(PROBLEM TO WORK ON):
Report how many lines below include the string "positive". Please keep the reply to that number.

(Records from a collection):
* * *
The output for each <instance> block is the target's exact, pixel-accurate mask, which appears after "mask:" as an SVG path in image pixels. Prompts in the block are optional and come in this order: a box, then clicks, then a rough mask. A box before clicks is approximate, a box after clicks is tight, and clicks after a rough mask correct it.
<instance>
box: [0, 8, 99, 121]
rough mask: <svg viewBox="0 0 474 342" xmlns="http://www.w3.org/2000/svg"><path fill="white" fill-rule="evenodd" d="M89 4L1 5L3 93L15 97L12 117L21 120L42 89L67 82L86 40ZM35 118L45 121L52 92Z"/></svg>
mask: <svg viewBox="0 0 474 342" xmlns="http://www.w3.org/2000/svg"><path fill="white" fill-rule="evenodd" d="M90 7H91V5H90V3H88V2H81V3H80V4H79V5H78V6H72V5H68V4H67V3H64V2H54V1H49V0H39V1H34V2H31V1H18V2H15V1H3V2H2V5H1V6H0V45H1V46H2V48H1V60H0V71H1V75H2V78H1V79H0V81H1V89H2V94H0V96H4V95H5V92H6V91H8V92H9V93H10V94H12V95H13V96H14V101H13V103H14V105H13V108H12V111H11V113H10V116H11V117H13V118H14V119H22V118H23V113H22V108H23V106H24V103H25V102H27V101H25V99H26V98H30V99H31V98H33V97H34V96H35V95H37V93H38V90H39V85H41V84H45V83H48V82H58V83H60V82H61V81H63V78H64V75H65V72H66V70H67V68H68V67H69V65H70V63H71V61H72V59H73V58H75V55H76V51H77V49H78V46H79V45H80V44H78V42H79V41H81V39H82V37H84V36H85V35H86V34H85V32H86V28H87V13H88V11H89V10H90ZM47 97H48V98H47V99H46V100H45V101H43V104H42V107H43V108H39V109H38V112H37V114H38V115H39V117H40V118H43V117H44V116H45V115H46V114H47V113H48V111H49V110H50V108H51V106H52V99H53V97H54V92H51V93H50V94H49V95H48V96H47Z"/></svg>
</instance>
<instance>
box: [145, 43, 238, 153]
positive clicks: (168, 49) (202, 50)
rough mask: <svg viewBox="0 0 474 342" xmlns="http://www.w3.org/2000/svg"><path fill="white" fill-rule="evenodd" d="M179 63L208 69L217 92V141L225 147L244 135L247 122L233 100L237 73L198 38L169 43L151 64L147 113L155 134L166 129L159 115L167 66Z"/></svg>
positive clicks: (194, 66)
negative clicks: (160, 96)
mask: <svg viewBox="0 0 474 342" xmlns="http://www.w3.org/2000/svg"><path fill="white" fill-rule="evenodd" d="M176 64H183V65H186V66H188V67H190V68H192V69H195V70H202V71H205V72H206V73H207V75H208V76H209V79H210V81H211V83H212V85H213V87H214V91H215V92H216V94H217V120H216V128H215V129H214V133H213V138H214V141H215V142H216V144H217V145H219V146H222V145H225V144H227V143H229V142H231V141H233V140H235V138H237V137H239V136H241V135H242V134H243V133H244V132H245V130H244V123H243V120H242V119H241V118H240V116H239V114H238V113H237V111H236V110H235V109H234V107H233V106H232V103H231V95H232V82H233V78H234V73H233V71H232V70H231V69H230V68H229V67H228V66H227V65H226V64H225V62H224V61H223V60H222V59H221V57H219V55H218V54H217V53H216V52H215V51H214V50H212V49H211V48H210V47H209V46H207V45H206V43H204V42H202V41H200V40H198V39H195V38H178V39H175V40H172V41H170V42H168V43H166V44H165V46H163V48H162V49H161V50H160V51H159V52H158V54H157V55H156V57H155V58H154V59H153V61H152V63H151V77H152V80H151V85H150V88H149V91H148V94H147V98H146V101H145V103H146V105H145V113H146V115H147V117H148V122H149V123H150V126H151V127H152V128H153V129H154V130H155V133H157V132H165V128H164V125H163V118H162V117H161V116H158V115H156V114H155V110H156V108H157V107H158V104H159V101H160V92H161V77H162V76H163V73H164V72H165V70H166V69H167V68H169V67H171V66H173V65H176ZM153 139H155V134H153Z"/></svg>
* * *
(OUTPUT):
2